» **SOURCE EXCERPT**:
How to manage multiple credit cards

The average American these days has four credit cards, according to a report by credit bureau Experian. Whether you have one solitary credit card or a wallet stuffed with them, you’ll want to make sure you do the following:

1. Avoid carrying a balance

It’s not a good idea any time, but it especially makes no sense when you have rewards cards. You’re trying to either save money – or collect points and redeem them for something. But if you’re paying a bunch of interest on your credit cards, you really aren’t making out very well, no matter how many rewards you earn.

2. Pay your balance on time

Along with paying off the balance each month, you need to be sure you are making your monthly payments before the due date. Common sense, of course, but it’s easy to forget – which is why an automatic, online bill-pay system can be ideal for this purpose.

Should you miss a payment, you’ll want to call the card issuer right away and ask for the fee to be waived. If it is your first late payment or a new card, the company might be happy to oblige.

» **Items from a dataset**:
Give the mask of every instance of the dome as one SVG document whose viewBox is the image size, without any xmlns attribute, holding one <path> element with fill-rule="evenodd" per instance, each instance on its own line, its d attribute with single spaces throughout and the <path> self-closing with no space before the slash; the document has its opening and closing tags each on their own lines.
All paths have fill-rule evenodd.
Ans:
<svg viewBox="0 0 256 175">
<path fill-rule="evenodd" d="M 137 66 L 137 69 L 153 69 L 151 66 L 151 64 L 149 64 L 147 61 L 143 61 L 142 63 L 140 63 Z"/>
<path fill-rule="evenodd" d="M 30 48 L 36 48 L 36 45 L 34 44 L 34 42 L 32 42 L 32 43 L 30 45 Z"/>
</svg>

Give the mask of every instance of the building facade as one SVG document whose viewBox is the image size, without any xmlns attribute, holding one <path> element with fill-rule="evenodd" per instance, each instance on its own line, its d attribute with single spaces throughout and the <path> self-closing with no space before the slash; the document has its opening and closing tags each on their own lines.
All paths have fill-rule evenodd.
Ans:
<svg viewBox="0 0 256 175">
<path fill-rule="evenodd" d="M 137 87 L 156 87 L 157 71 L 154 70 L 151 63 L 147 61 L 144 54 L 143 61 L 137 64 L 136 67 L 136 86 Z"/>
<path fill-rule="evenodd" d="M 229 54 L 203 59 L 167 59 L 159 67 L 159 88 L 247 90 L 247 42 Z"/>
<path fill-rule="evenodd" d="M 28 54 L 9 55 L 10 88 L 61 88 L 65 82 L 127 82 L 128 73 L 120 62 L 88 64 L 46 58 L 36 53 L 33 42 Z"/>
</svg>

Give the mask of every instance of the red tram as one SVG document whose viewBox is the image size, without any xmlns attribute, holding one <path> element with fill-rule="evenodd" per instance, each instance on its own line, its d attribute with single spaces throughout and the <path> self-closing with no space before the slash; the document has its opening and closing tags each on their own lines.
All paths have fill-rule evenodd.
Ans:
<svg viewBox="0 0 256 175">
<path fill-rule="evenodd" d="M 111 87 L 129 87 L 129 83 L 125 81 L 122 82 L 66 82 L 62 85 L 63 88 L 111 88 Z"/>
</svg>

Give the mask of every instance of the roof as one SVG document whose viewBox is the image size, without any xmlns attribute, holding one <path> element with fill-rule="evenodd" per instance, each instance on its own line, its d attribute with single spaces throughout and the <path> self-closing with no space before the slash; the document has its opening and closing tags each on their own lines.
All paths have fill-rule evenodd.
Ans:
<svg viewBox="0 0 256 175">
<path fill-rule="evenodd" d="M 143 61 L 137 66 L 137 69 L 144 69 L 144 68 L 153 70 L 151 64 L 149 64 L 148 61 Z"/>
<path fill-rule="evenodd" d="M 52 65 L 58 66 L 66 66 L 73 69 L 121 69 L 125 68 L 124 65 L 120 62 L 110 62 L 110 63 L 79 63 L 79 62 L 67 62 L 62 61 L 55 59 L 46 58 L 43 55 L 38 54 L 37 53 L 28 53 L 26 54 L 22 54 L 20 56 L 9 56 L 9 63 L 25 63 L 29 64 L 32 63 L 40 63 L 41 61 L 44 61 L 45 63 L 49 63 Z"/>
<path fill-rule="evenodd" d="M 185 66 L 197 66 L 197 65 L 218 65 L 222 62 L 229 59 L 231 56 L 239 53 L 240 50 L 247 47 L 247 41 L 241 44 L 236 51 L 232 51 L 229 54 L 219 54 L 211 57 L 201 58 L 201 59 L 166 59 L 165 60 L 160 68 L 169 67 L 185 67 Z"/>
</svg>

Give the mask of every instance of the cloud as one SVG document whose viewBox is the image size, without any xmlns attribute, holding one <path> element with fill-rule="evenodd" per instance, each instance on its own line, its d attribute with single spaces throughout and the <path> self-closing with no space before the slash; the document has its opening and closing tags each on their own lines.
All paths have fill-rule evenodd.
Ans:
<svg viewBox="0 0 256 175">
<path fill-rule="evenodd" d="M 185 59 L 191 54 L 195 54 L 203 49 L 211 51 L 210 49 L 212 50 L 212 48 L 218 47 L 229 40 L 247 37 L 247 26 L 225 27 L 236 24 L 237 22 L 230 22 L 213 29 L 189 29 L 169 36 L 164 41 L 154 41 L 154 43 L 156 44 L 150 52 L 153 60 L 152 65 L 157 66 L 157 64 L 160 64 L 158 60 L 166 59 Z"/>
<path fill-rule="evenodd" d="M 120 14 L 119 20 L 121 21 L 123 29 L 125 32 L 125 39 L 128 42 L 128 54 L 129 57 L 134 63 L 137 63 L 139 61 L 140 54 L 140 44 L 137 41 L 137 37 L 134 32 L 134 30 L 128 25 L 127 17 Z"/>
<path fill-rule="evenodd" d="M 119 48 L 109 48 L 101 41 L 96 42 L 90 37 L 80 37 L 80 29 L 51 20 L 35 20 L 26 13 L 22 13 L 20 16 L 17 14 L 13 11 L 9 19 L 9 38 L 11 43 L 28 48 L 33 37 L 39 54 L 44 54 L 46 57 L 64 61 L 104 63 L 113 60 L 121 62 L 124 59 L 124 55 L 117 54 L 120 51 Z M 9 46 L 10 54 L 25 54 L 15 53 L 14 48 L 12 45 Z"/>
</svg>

» **EXERCISES**:
(a) Do these statements agree with the credit card passage? (i) According to a report by Experian, the average American has four credit cards. (ii) The passage says a late payment fee cannot be waived. (iii) The passage suggests an automatic, online bill-pay system for making payments on time. Answer yes or no for each, quoting the deciding words.
(b) Recast the stretch of the listing from the line containing "Give the mask of every instance of the cloud" through the end of the listing as a numbered list, leaving out blank lines.
The listing is unrelated to the credit card passage.

» **CORRECT ANSWERS**:
(a)
(i) Yes: "The average American these days has four credit cards, according to a report by credit bureau Experian."
(ii) No: "ask for the fee to be waived. If it is your first late payment or a new card, the company might be happy to oblige."
(iii) Yes: "which is why an automatic, online bill-pay system can be ideal for this purpose."

(b)
1. Give the mask of every instance of the cloud as one SVG document whose viewBox is the image size, without any xmlns attribute, holding one <path> element with fill-rule="evenodd" per instance, each instance on its own line, its d attribute with single spaces throughout and the <path> self-closing with no space before the slash; the document has its opening and closing tags each on their own lines.
2. All paths have fill-rule evenodd.
3. Ans:
4. <svg viewBox="0 0 256 175">
5. <path fill-rule="evenodd" d="M 185 59 L 191 54 L 195 54 L 203 49 L 211 51 L 210 49 L 212 50 L 212 48 L 218 47 L 229 40 L 247 37 L 247 26 L 225 27 L 236 24 L 237 22 L 230 22 L 213 29 L 189 29 L 169 36 L 164 41 L 154 41 L 154 43 L 156 44 L 150 52 L 153 60 L 152 65 L 157 66 L 157 64 L 160 64 L 158 60 L 166 59 Z"/>
6. <path fill-rule="evenodd" d="M 120 14 L 119 20 L 121 21 L 123 29 L 125 32 L 125 39 L 128 42 L 128 54 L 129 57 L 134 63 L 137 63 L 139 61 L 140 54 L 140 44 L 137 41 L 137 37 L 134 32 L 134 30 L 128 25 L 127 17 Z"/>
7. <path fill-rule="evenodd" d="M 119 48 L 109 48 L 101 41 L 96 42 L 90 37 L 80 37 L 80 29 L 51 20 L 35 20 L 26 13 L 22 13 L 20 16 L 17 14 L 13 11 L 9 19 L 9 38 L 11 43 L 28 48 L 33 37 L 39 54 L 44 54 L 46 57 L 64 61 L 104 63 L 113 60 L 121 62 L 124 59 L 124 55 L 117 54 L 120 51 Z M 9 46 L 10 54 L 25 54 L 15 53 L 14 48 L 12 45 Z"/>
8. </svg>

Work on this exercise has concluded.